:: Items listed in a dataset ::
• • • •
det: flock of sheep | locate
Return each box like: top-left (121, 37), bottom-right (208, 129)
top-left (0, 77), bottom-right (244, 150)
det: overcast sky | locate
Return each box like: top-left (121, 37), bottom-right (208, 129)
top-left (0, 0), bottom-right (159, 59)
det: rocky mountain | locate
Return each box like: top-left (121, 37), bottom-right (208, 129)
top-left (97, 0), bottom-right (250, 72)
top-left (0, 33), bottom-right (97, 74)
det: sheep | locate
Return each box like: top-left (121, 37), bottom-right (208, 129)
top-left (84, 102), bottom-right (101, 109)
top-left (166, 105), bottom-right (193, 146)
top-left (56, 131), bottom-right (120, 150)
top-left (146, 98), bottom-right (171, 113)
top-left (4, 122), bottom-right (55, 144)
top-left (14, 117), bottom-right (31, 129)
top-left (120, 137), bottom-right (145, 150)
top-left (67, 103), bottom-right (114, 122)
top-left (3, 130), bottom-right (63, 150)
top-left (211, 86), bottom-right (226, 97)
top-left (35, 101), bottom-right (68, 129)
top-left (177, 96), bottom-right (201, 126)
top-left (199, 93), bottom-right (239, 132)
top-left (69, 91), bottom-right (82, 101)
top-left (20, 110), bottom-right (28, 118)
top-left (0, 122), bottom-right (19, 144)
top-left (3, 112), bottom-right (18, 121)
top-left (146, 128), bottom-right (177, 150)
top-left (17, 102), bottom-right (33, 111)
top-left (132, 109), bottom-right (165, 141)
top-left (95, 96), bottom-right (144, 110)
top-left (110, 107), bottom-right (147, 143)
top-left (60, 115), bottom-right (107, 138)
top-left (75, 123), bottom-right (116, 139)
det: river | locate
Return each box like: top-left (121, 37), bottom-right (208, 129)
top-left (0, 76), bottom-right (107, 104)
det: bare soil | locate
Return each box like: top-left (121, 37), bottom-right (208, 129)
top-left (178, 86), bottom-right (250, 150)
• • • •
:: REQUIRED TASK ::
Rewrite the whole listing with "overcast sky" renamed to "cloudy sky" wherever it occurs, and leave everything else unchanged.

:: RESULT OF THE EXERCISE ::
det: flock of sheep | locate
Return each box like: top-left (121, 37), bottom-right (208, 129)
top-left (0, 77), bottom-right (244, 150)
det: cloudy sky | locate
Return each box like: top-left (121, 37), bottom-right (208, 129)
top-left (0, 0), bottom-right (159, 59)
det: rocky mountain | locate
Return each box like: top-left (121, 37), bottom-right (208, 129)
top-left (97, 0), bottom-right (250, 72)
top-left (0, 33), bottom-right (97, 74)
det: sheep | locate
Return each box like: top-left (121, 37), bottom-right (208, 129)
top-left (84, 102), bottom-right (101, 109)
top-left (166, 105), bottom-right (193, 146)
top-left (56, 131), bottom-right (120, 150)
top-left (146, 98), bottom-right (171, 113)
top-left (4, 122), bottom-right (55, 144)
top-left (14, 117), bottom-right (31, 129)
top-left (120, 137), bottom-right (145, 150)
top-left (67, 103), bottom-right (114, 122)
top-left (3, 130), bottom-right (63, 150)
top-left (211, 86), bottom-right (226, 97)
top-left (35, 101), bottom-right (68, 129)
top-left (177, 96), bottom-right (201, 126)
top-left (199, 93), bottom-right (239, 132)
top-left (69, 91), bottom-right (82, 101)
top-left (20, 110), bottom-right (28, 118)
top-left (0, 122), bottom-right (19, 144)
top-left (3, 112), bottom-right (18, 121)
top-left (146, 128), bottom-right (177, 150)
top-left (17, 102), bottom-right (33, 111)
top-left (132, 109), bottom-right (165, 141)
top-left (95, 96), bottom-right (144, 110)
top-left (110, 107), bottom-right (147, 143)
top-left (60, 115), bottom-right (107, 138)
top-left (75, 123), bottom-right (116, 139)
det: river | locate
Return each box like: top-left (121, 37), bottom-right (208, 129)
top-left (0, 76), bottom-right (107, 104)
det: bare soil | locate
Return each box like: top-left (121, 37), bottom-right (208, 129)
top-left (178, 86), bottom-right (250, 150)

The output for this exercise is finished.